** START OF DATA PROVIDED **

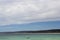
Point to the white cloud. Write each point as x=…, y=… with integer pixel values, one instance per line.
x=27, y=11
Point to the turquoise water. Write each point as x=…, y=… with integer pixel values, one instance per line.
x=30, y=37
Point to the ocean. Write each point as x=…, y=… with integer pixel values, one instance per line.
x=30, y=37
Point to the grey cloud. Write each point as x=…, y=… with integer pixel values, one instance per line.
x=27, y=11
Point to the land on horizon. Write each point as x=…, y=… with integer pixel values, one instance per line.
x=38, y=31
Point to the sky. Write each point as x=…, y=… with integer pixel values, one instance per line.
x=20, y=15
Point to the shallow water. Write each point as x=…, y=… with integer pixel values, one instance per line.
x=30, y=37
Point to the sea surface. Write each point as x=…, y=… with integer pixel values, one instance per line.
x=30, y=37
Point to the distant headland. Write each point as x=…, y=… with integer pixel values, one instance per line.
x=38, y=31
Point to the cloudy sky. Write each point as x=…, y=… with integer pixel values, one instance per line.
x=16, y=15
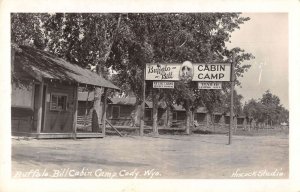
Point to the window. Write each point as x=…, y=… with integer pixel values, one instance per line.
x=58, y=102
x=115, y=112
x=174, y=116
x=148, y=114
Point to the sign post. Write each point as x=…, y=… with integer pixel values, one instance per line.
x=209, y=85
x=208, y=76
x=231, y=99
x=143, y=105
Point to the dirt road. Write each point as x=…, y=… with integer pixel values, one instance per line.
x=167, y=156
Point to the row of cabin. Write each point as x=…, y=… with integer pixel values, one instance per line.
x=120, y=112
x=44, y=101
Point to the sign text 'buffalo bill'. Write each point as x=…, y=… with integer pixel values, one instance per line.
x=163, y=84
x=197, y=71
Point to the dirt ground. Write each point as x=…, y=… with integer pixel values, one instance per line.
x=167, y=156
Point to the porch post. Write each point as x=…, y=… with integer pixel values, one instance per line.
x=75, y=101
x=40, y=108
x=104, y=111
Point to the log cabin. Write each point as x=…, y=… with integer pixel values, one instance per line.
x=45, y=94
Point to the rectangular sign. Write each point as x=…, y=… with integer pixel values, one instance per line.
x=187, y=70
x=163, y=84
x=209, y=85
x=212, y=72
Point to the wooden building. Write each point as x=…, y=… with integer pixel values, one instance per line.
x=121, y=110
x=45, y=94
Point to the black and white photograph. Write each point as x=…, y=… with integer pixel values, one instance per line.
x=141, y=96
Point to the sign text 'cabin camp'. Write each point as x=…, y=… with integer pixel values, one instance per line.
x=197, y=71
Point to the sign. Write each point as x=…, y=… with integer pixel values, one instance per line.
x=165, y=72
x=212, y=72
x=188, y=71
x=209, y=85
x=163, y=84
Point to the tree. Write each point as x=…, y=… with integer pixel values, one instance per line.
x=267, y=109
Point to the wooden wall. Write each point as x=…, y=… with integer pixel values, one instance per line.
x=59, y=121
x=22, y=101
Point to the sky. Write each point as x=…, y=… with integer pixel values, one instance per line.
x=265, y=35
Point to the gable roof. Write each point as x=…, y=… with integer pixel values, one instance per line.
x=41, y=64
x=128, y=101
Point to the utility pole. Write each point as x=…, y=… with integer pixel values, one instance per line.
x=231, y=98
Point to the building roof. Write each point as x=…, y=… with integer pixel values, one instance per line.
x=82, y=96
x=128, y=101
x=41, y=64
x=178, y=107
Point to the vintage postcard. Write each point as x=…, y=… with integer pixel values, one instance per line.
x=150, y=97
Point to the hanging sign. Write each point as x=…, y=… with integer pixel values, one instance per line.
x=209, y=85
x=188, y=71
x=163, y=84
x=212, y=72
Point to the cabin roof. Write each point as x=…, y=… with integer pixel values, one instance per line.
x=41, y=64
x=82, y=96
x=128, y=101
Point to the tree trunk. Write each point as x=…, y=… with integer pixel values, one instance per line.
x=169, y=113
x=155, y=111
x=188, y=120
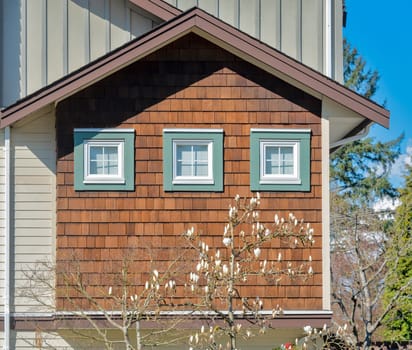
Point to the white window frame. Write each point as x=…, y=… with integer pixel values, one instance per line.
x=118, y=178
x=280, y=178
x=193, y=179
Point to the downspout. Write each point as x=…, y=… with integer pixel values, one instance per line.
x=328, y=38
x=7, y=237
x=328, y=57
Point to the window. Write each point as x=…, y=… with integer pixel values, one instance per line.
x=104, y=159
x=193, y=159
x=280, y=159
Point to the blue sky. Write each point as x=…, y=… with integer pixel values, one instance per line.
x=382, y=32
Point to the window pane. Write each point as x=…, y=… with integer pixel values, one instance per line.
x=286, y=160
x=200, y=153
x=103, y=160
x=111, y=158
x=272, y=160
x=191, y=160
x=279, y=160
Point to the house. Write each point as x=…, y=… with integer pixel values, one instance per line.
x=140, y=79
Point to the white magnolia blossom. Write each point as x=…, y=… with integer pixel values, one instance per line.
x=307, y=330
x=227, y=241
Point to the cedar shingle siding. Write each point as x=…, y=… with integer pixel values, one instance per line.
x=188, y=84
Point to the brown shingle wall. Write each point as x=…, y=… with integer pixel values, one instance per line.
x=188, y=84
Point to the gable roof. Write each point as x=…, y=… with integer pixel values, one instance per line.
x=221, y=34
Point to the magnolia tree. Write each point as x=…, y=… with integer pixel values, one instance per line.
x=220, y=273
x=114, y=314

** END OF DATA PROVIDED **

Can you arrange the lines from the very first one through the line containing "x=143, y=105", both included, as a Markdown table with the columns Row and Line, one row per line and no blank lines? Leave the pictures out of the table.

▶ [ANSWER TO THIS EXERCISE]:
| Row | Line |
|---|---|
| 1 | Point to the white cloud. Write each point as x=…, y=… with integer pixel values, one instance per line. |
| 2 | x=27, y=11 |
| 3 | Point to the turquoise water. Write each point as x=…, y=… with integer pixel values, one instance per line. |
| 4 | x=30, y=37 |
| 5 | Point to the ocean. Write each point as x=…, y=… with integer pixel values, one instance per line. |
| 6 | x=30, y=37 |
| 7 | Point to the grey cloud. Write each point as x=…, y=… with integer pixel values, one instance per line. |
| 8 | x=27, y=11 |
| 9 | Point to the land on horizon. Write each point as x=…, y=… with integer pixel values, one instance per line. |
| 10 | x=38, y=31 |
| 11 | Point to the sky. Write each point as x=…, y=… with integer pixel values, one instance per line. |
| 12 | x=20, y=15 |
| 13 | Point to the shallow water. Write each point as x=…, y=… with integer pixel values, one instance per line. |
| 14 | x=30, y=37 |
| 15 | Point to the sea surface. Write each point as x=…, y=… with integer pixel values, one instance per line. |
| 16 | x=30, y=37 |
| 17 | Point to the distant headland. Write each point as x=…, y=… with integer pixel values, one instance per line. |
| 18 | x=38, y=31 |
| 19 | Point to the cloudy sky. Write each point as x=…, y=… with integer pixel values, one instance per line. |
| 20 | x=16, y=15 |
| 21 | Point to the window. Write each point as x=…, y=… with integer pixel values, one instance per line. |
| 22 | x=58, y=102 |
| 23 | x=115, y=112 |
| 24 | x=174, y=116 |
| 25 | x=148, y=114 |
| 26 | Point to the sign post. Write each point as x=…, y=… with integer pixel values, one instance per line. |
| 27 | x=209, y=85 |
| 28 | x=208, y=76 |
| 29 | x=231, y=99 |
| 30 | x=143, y=105 |